§ Problem requirements:
Can you output every line of the records below as a numbered list, skipping blank lines and leaving the pictures out?

§ Data section:
- - - - - - -

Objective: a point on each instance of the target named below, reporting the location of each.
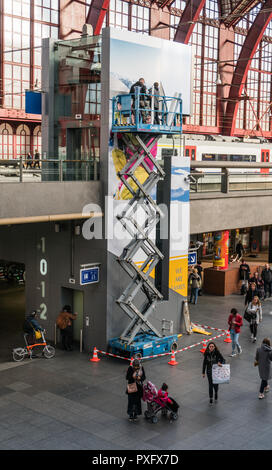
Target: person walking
(36, 159)
(235, 322)
(244, 272)
(251, 293)
(259, 284)
(267, 278)
(64, 323)
(212, 356)
(263, 360)
(195, 281)
(135, 377)
(29, 160)
(255, 310)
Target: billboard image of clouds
(133, 56)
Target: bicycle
(20, 353)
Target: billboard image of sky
(133, 56)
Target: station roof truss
(230, 13)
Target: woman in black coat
(263, 361)
(212, 356)
(135, 375)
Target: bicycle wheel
(18, 354)
(49, 351)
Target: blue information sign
(89, 275)
(192, 258)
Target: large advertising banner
(130, 57)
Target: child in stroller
(159, 401)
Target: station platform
(70, 403)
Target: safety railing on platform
(31, 170)
(147, 112)
(227, 178)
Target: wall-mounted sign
(192, 258)
(89, 275)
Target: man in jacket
(263, 359)
(30, 325)
(244, 271)
(64, 323)
(143, 99)
(235, 322)
(155, 91)
(267, 278)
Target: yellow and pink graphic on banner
(221, 249)
(178, 274)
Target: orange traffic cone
(173, 361)
(204, 347)
(227, 339)
(95, 356)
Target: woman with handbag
(135, 377)
(212, 356)
(255, 310)
(263, 361)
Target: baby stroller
(156, 404)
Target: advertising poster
(132, 57)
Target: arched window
(22, 141)
(6, 135)
(37, 139)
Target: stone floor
(71, 403)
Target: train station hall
(135, 229)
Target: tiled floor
(71, 403)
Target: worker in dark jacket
(30, 325)
(267, 278)
(235, 322)
(263, 361)
(143, 99)
(212, 356)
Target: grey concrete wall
(34, 199)
(22, 243)
(216, 211)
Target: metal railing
(25, 170)
(226, 177)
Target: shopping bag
(221, 375)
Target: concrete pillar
(270, 247)
(225, 69)
(72, 18)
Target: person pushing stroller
(159, 401)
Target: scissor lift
(139, 134)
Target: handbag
(132, 388)
(38, 334)
(247, 316)
(221, 375)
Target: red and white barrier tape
(165, 354)
(209, 327)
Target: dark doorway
(75, 298)
(12, 308)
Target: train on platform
(217, 150)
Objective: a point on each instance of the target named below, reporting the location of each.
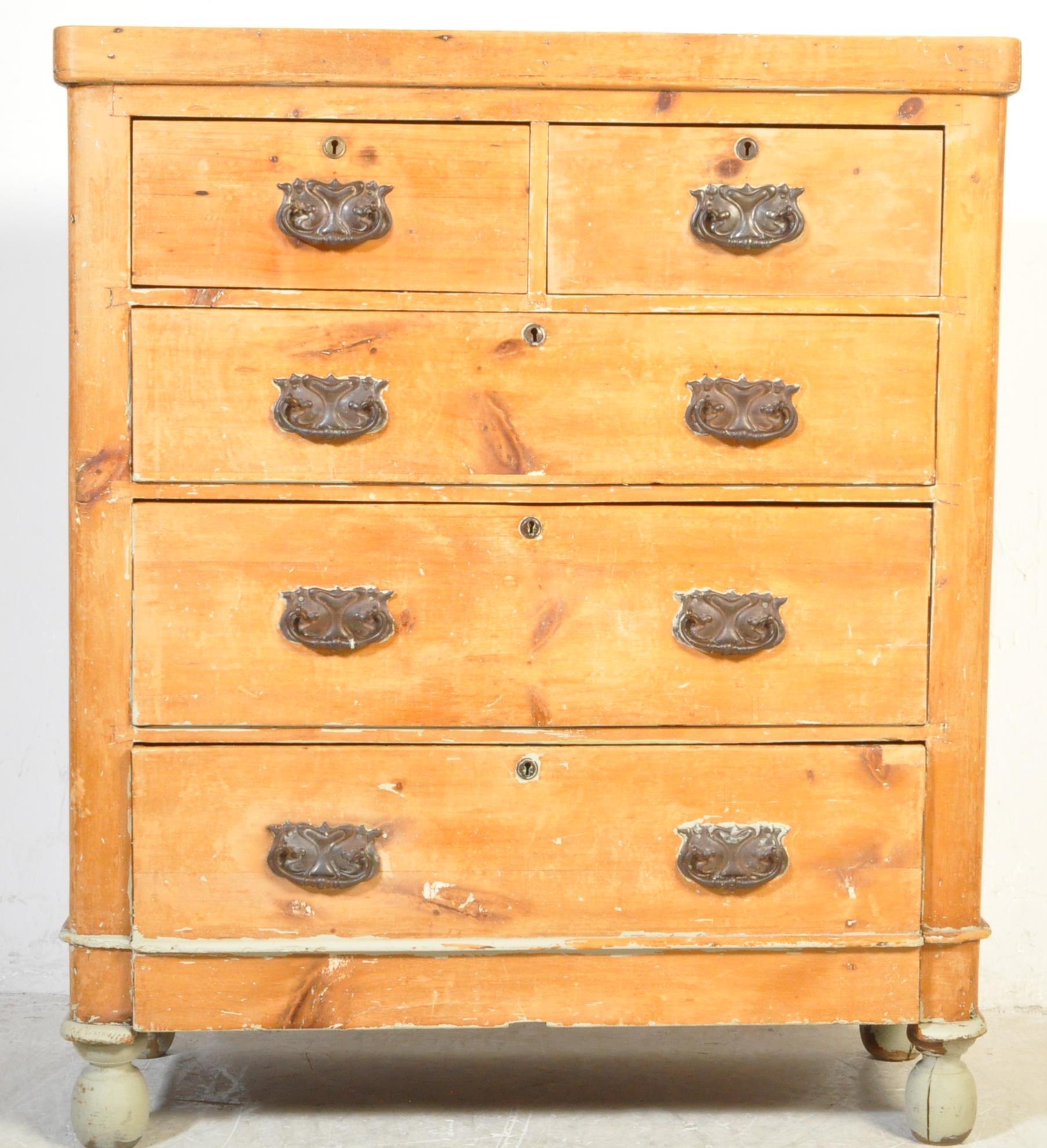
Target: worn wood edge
(346, 300)
(616, 60)
(462, 735)
(85, 1033)
(504, 105)
(560, 494)
(622, 945)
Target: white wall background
(34, 377)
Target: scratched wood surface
(620, 206)
(469, 851)
(325, 992)
(206, 199)
(602, 400)
(497, 630)
(463, 59)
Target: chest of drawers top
(550, 517)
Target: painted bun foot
(111, 1101)
(940, 1098)
(888, 1041)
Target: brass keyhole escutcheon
(746, 148)
(527, 769)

- - - - - - -

§ Answer to this problem:
1. Objective: a point on each instance of the target named below, reporting the location of each.
2. Target: person walking
3. (36, 159)
4. (235, 322)
5. (244, 272)
6. (251, 293)
7. (259, 284)
8. (267, 278)
9. (64, 323)
10. (212, 356)
11. (263, 360)
12. (195, 281)
13. (135, 377)
14. (29, 160)
15. (255, 310)
16. Target: billboard image of clouds
17. (133, 56)
18. Target: bicycle
19. (20, 353)
20. Target: billboard image of sky
21. (133, 56)
22. Target: station roof truss
23. (230, 13)
24. Target: woman in black coat
25. (263, 361)
26. (212, 356)
27. (135, 375)
28. Target: bicycle wheel
29. (18, 354)
30. (49, 351)
31. Target: blue information sign
32. (89, 275)
33. (192, 258)
34. Target: large advertising banner
35. (130, 57)
36. Target: child in stroller
37. (159, 401)
38. Target: station platform
39. (70, 403)
40. Target: safety railing on platform
41. (31, 170)
42. (147, 112)
43. (227, 178)
44. Target: wall-mounted sign
45. (192, 258)
46. (89, 275)
47. Target: man in jacket
48. (263, 359)
49. (30, 325)
50. (244, 271)
51. (64, 323)
52. (143, 99)
53. (235, 322)
54. (155, 91)
55. (267, 278)
56. Target: yellow and pink graphic on banner
57. (221, 249)
58. (178, 274)
59. Target: orange traffic cone
60. (173, 361)
61. (204, 347)
62. (227, 339)
63. (95, 356)
64. Target: woman with handbag
65. (135, 377)
66. (212, 356)
67. (255, 310)
68. (263, 361)
69. Target: baby stroller
70. (156, 404)
71. Target: advertising poster
72. (132, 57)
73. Target: arched window
74. (22, 141)
75. (6, 135)
76. (37, 139)
77. Target: stone floor
78. (71, 403)
79. Target: train station hall
80. (135, 229)
81. Target: tiled floor
82. (71, 403)
83. Target: worker in dark jacket
84. (30, 325)
85. (267, 278)
86. (235, 322)
87. (263, 361)
88. (143, 99)
89. (212, 356)
90. Target: grey concrete wall
91. (34, 199)
92. (22, 243)
93. (216, 211)
94. Target: metal railing
95. (25, 170)
96. (226, 177)
97. Target: shopping bag
98. (221, 375)
99. Target: concrete pillar
100. (270, 247)
101. (225, 69)
102. (72, 18)
103. Target: person pushing stroller
104. (159, 401)
105. Target: scissor lift
106. (139, 134)
107. Target: handbag
108. (132, 388)
109. (38, 334)
110. (247, 316)
111. (221, 375)
112. Target: red and white barrier tape
113. (165, 354)
114. (209, 327)
115. Target: dark doorway
116. (75, 298)
117. (12, 308)
118. Target: train on platform
119. (217, 150)
120. Objective: a point on each instance of the target named below, reporting the location of each.
121. Target: worn wood edge
122. (346, 300)
123. (616, 60)
124. (462, 735)
125. (85, 1033)
126. (504, 105)
127. (560, 494)
128. (622, 945)
129. Target: white wall background
130. (34, 377)
131. Target: scratched wood surface
132. (620, 206)
133. (469, 851)
134. (325, 992)
135. (206, 199)
136. (602, 400)
137. (497, 630)
138. (463, 59)
139. Target: chest of drawers top
140. (550, 517)
141. Target: painted bun foot
142. (111, 1101)
143. (940, 1098)
144. (888, 1041)
145. Target: brass keyhole escutcheon
146. (746, 148)
147. (527, 769)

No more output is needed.